● Given instruction 1
Add -81 to each coordinate value in the answers of the records. Start at the line that contains "Could you please point out the stone", continue through the end of the records, and write all of those lines out again, requests included.
=== Source excerpt ===
"Selecting the best product to sell can become the factor that's most critical to your e-commerce success," says Brandon Dupsky co-founder of ICE: Internet Commerce Entrepreneurs, an industry trade and education group.
You know quite well that a company like Procter & Gamble, for example, would not introduce a new product without carefully assessing how many people will buy it. That's what many focus groups are all about, as are limited product introductions, e.g., opening in a few "select" theatres, and the like.
But while you may not have the resources of a Procter & Gamble, as an e-merchant you must also assess the market for something you are thinking of selling. The last thing you want to do is go to the trouble and expense of acquiring inventory that won't sell. Without the resources of a Procter & Gamble, however, how can you do this important market research?
Completed Listings provide a current snapshot of the demand for a given item on the site, and what (if anything) it's selling for
Of course, you can use the Internet at large to learn more about the marketplace for product "X." Dupsky explained how to do this in part 2 of our "What I Know Now" series with him about sourcing. For example, he does Google searches for products using the best keywords he can and then assesses the results.
=== Records for this task ===
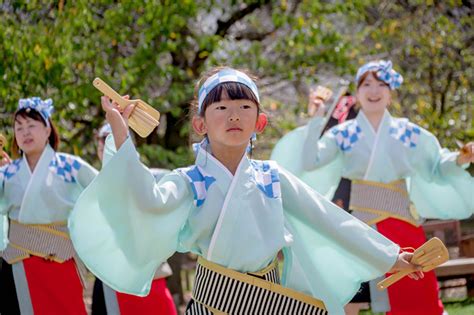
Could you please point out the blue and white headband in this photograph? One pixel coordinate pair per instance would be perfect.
(225, 75)
(44, 108)
(384, 72)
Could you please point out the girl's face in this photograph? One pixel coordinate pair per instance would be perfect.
(230, 123)
(373, 95)
(31, 135)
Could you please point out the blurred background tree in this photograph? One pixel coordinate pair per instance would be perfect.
(156, 50)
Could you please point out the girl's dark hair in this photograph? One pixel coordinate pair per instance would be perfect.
(365, 75)
(35, 115)
(234, 90)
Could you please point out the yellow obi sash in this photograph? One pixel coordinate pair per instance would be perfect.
(372, 202)
(226, 291)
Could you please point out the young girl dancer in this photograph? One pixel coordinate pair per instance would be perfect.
(392, 163)
(37, 192)
(234, 212)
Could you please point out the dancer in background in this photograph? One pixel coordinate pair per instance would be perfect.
(40, 270)
(392, 163)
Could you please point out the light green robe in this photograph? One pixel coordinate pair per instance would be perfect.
(399, 149)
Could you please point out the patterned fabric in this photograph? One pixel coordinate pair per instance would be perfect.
(8, 171)
(267, 178)
(229, 295)
(406, 132)
(384, 72)
(347, 135)
(225, 75)
(200, 183)
(45, 108)
(65, 166)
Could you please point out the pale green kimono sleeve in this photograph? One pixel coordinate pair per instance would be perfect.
(124, 224)
(317, 162)
(332, 252)
(3, 214)
(86, 173)
(440, 188)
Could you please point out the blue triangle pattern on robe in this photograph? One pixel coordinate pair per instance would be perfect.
(267, 177)
(200, 183)
(8, 171)
(65, 166)
(405, 131)
(347, 135)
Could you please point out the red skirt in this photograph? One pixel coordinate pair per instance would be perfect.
(408, 296)
(54, 288)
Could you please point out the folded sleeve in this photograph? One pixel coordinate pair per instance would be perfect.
(124, 224)
(332, 252)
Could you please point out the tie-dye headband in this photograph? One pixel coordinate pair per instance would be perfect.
(384, 72)
(225, 75)
(44, 108)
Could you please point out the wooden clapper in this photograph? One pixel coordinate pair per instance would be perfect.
(3, 141)
(429, 256)
(143, 119)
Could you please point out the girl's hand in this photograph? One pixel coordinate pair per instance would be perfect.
(114, 112)
(466, 155)
(403, 263)
(117, 118)
(315, 105)
(5, 159)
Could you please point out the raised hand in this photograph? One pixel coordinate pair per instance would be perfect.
(315, 104)
(117, 118)
(403, 263)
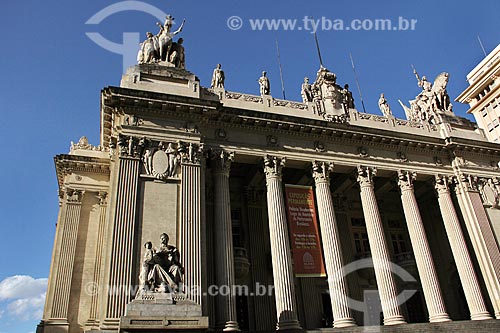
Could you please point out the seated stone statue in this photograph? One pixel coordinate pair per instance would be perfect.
(161, 269)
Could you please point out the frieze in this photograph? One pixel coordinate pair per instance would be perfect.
(442, 183)
(321, 171)
(273, 166)
(83, 144)
(405, 179)
(489, 188)
(74, 196)
(221, 160)
(366, 175)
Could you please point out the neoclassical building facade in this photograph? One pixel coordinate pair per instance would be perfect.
(407, 210)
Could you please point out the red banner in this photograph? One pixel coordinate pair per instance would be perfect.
(303, 225)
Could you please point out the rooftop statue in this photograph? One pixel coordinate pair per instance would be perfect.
(161, 49)
(331, 100)
(265, 86)
(384, 106)
(218, 77)
(432, 103)
(161, 269)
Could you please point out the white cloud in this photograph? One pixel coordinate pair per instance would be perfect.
(25, 296)
(22, 286)
(27, 308)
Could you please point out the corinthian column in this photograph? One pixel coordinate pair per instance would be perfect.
(332, 248)
(223, 242)
(64, 275)
(378, 246)
(286, 308)
(93, 321)
(482, 237)
(119, 287)
(460, 252)
(422, 251)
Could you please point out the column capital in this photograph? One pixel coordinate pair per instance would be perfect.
(405, 179)
(442, 183)
(190, 153)
(366, 175)
(467, 181)
(74, 196)
(273, 166)
(321, 171)
(102, 196)
(222, 160)
(130, 146)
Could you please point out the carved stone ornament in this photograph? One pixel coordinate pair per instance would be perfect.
(402, 157)
(273, 166)
(363, 152)
(133, 120)
(272, 140)
(366, 175)
(442, 183)
(319, 146)
(405, 179)
(222, 160)
(468, 182)
(321, 171)
(490, 191)
(74, 196)
(190, 153)
(130, 146)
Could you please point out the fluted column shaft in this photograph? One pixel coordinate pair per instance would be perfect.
(337, 284)
(94, 308)
(122, 248)
(378, 245)
(460, 252)
(286, 308)
(190, 230)
(481, 234)
(64, 273)
(421, 249)
(223, 243)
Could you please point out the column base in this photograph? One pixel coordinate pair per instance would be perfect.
(395, 320)
(345, 322)
(439, 318)
(480, 316)
(231, 326)
(288, 325)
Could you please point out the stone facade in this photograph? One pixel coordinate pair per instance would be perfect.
(207, 166)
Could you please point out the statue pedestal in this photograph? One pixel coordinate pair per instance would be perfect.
(159, 312)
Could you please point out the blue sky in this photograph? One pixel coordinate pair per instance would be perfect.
(52, 74)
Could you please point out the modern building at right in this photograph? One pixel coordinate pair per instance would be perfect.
(483, 95)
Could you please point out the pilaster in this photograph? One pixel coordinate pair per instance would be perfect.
(331, 245)
(121, 276)
(378, 245)
(421, 249)
(460, 252)
(286, 307)
(481, 234)
(223, 242)
(69, 232)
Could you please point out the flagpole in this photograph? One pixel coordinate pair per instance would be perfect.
(281, 70)
(357, 82)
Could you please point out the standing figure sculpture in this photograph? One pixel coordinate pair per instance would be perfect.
===
● Given instruction 2
From the article on choosing products to sell, extract the passage word for word, beginning at the words "You know quite" and stopping after "important market research?".

● Output 1
Could you please point out the stone facade in this photograph? One pixel coordinate pair per instance would be perfect.
(126, 85)
Could you please point out the statue pedestal in this photograph? One pixel coordinate pair per instance would be perfect.
(78, 231)
Could you please point out the blue sky in this photograph? One pixel coordinate pair per instance would be perfect.
(-29, -7)
Could you please point out the modern building at right in this photograph? One pixel coordinate pair per instance would be perfect.
(402, 14)
Could you please point out the pilaster in this photograph? One pixel coordinate pair per instance would be perfect.
(250, 164)
(40, 195)
(297, 164)
(340, 168)
(379, 171)
(205, 226)
(400, 153)
(142, 161)
(-12, 151)
Could you please point out the flagpole in this photograph? One pixel coordinate pair per instance would be perfect.
(200, -11)
(276, 1)
Could you please point out the standing figure sculpture in this photograph? One pixel coordinate pair per instance would be perfect.

● Output 2
You know quite well that a company like Procter & Gamble, for example, would not introduce a new product without carefully assessing how many people will buy it. That's what many focus groups are all about, as are limited product introductions, e.g., opening in a few "select" theatres, and the like.
But while you may not have the resources of a Procter & Gamble, as an e-merchant you must also assess the market for something you are thinking of selling. The last thing you want to do is go to the trouble and expense of acquiring inventory that won't sell. Without the resources of a Procter & Gamble, however, how can you do this important market research?